# [Set exercise 1]
Copy a passage from the car collision message, beginning at the words "Date: Sat Feb" and stopping after "going at 40 mph.".
# [Set exercise 2]
In the car collision message, what speed would the minivan reach if the collision were elastic and no energy were lost?
# [Set exercise 3]
Pick up the car collision message after its last sentence and write what comes next.

# [Supplied text]
++++++++

From: Doug Jones (djones@xcor.com)
Date: Sat Feb 23 2002 - 14:38:58 MST
John Clark wrote:
>
> <hal@finney.org> Wrote:
>
> >When the 4000 pound car travelling at 35 mph hits the 3000 pound
> >minivan, if the collision were elastic and no energy was lost in the
> >crushing metal, the result would be the minivan going at 40 mph.
>
> The only way for the original car to transfer all its momentum to the target
> car is if the two automobiles have exactly the same mass, if the collision
> was perfectly elastic (and in the real would it would not be) it would transfer
> all its energy too. Under these ideal conditions when they hit the original car
> would come to a complete stop and the target car would move at the original
> car's former speed, but regardless of the weight of either car there is no way
> the second car can end up moving faster than the first after a collision.

++++++++

# [Items]
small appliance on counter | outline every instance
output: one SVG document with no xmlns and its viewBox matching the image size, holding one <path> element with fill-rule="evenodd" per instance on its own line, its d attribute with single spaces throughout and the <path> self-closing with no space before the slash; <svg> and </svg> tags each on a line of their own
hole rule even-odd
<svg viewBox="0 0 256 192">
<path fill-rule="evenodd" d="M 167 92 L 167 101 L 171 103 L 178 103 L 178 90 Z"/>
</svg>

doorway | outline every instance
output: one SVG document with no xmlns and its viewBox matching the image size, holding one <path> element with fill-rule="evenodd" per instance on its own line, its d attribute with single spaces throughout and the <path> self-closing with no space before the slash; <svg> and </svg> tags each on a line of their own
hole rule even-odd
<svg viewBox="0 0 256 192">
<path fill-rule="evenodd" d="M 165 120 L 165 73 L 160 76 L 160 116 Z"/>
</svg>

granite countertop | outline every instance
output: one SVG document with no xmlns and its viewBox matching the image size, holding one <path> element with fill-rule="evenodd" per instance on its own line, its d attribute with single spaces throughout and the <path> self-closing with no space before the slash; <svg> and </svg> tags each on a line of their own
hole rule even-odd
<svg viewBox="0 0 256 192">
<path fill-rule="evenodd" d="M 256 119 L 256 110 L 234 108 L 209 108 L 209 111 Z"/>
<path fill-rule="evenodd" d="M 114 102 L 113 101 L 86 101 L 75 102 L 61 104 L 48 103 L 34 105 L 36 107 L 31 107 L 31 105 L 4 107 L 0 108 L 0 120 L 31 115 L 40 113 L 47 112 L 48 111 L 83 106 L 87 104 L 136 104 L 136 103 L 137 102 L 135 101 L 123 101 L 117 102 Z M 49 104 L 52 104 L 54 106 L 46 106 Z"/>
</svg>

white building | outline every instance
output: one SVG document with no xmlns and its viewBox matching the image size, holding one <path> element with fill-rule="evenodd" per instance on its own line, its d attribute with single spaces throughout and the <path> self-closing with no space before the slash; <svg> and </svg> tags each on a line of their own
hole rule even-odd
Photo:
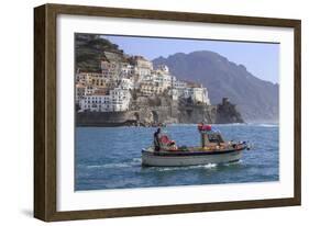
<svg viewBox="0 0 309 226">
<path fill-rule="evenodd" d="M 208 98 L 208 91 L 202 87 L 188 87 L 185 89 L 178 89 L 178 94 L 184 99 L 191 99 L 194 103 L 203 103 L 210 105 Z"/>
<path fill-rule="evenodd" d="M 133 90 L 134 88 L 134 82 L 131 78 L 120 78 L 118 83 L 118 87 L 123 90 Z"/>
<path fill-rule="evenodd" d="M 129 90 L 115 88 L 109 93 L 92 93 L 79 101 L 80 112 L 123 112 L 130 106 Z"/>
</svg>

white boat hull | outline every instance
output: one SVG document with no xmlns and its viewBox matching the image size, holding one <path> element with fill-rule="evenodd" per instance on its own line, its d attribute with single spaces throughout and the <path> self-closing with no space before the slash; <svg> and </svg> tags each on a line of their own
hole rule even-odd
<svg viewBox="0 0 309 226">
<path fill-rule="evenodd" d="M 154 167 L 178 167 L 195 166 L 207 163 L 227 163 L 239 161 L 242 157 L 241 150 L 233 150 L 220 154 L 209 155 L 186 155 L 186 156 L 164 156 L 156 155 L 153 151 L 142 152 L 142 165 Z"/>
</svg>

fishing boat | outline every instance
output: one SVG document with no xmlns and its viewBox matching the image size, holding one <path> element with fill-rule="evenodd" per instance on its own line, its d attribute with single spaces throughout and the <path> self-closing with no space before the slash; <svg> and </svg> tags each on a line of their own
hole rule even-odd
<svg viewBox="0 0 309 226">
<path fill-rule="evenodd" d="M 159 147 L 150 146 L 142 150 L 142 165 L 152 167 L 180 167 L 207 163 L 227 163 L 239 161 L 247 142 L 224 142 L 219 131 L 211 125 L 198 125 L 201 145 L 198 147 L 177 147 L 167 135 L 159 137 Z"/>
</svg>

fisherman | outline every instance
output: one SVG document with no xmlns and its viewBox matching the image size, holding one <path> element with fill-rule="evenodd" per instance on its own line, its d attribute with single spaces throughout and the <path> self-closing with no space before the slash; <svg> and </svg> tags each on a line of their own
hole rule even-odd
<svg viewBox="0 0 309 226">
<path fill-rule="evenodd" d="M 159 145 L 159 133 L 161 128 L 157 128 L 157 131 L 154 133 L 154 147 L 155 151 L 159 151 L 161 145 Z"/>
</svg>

++++++++

# [Final result 1]
Date: Sat Feb 23 2002 - 14:38:58 MST
John Clark wrote:
>
> <hal@finney.org> Wrote:
>
> >When the 4000 pound car travelling at 35 mph hits the 3000 pound
> >minivan, if the collision were elastic and no energy was lost in the
> >crushing metal, the result would be the minivan going at 40 mph.

# [Final result 2]
40 mph.

# [Final result 3]
>
> John K Clark jonkc@att.net
Sure the second object can go faster than the first- but the first
object is still moving downrange also. Consider an elastic collision
between a 10 kg "cueball" and a 1 kg target. The target is at rest in
our arbitrary coordinate system, and the cueball is moving at v=10 m/s.
Before the collision, the target's speed _relative_to_the_cueball_ is
-10, afterward it is +10. With both energy and momentum conserved:
M1*V1 + M2*V2 = M1*V3 + M2*V4
M1*V1^2 + M2*V2^2 = M1*V3^2 + M2*V4^2 (both sides *2 for simplicity)
V4 = V3 + (V1-V2) (definition of elastic collision)
M1*V1 + M2*V2 = M1*V3 + M2*(V3+V1-V2)
((M1-M2)*V1+2*M2*V2)/(M1+M2)=V3
With the initial conditions:
M1 = 10
M2 = 1
V1 = 10
V2 = 0
then
V3 = ((10-1)*10+0)/11 = 8.18
V4 = 8.18 + 10 = 18.18 (note that the velocity diff is of same
magnitude, opposite sign)
10*10^2 + 1*0^2 = 10*8.18^2 + 1*18.18^2
1000 + 0 = 669 + 331
This is how a golf club works. Large flimsy objects such as cars and
humans tend to collide rather inelastically, though, and my earlier
analysis in a previous post stands.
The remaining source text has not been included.